Recast the material below as a numbered list, starting at the line that contains "For every instance of the handbag" and continuing through the last line of the material, with both ends included. Leave out any blank lines.

-- begin --

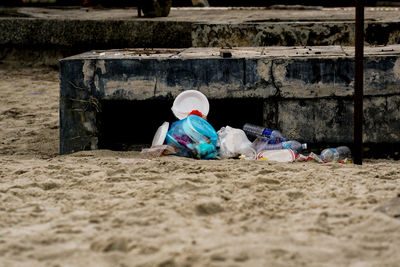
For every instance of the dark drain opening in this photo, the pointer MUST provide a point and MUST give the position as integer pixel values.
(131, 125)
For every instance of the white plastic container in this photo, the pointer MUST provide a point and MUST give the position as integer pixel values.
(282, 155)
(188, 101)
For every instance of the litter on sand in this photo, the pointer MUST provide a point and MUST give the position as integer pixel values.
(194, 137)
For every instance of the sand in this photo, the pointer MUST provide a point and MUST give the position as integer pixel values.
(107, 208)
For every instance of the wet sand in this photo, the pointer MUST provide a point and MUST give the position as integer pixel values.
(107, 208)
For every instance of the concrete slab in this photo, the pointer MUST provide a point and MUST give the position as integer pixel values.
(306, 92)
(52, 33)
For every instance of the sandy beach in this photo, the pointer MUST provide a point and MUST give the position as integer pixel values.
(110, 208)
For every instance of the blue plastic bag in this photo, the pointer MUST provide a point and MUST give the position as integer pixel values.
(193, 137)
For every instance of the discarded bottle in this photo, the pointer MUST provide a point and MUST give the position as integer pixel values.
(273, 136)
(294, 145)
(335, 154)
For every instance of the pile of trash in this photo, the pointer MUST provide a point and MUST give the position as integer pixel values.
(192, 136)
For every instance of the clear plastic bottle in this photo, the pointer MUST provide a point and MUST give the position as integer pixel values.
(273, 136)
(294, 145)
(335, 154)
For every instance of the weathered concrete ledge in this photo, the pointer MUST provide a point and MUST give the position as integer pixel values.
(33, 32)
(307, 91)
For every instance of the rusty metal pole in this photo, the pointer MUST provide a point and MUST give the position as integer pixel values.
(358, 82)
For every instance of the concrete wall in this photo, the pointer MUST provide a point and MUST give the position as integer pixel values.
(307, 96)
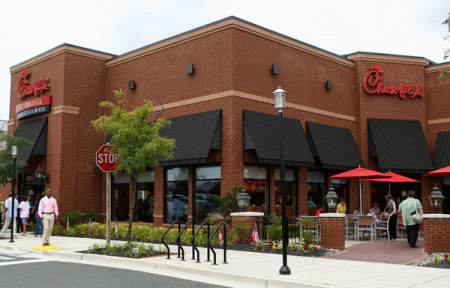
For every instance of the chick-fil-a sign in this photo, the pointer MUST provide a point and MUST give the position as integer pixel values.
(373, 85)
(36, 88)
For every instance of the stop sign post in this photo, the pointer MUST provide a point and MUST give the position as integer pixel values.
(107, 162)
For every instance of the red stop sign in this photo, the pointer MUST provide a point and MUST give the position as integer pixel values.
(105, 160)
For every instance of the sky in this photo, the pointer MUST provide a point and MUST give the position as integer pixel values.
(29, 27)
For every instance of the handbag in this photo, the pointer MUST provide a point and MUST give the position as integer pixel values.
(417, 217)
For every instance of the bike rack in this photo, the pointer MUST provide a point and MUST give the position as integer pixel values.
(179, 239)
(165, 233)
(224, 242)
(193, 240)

-- end --

FULL RESPONSE:
1. For every instance of the handbag in this photo, the pointer MUST provide a point and MUST give the position as integer pixel values.
2. (417, 217)
3. For every instance of the bike rack in this photo, the pointer MUST provide a point and MUST give the position as integer pixel values.
4. (179, 239)
5. (165, 233)
6. (224, 242)
7. (193, 240)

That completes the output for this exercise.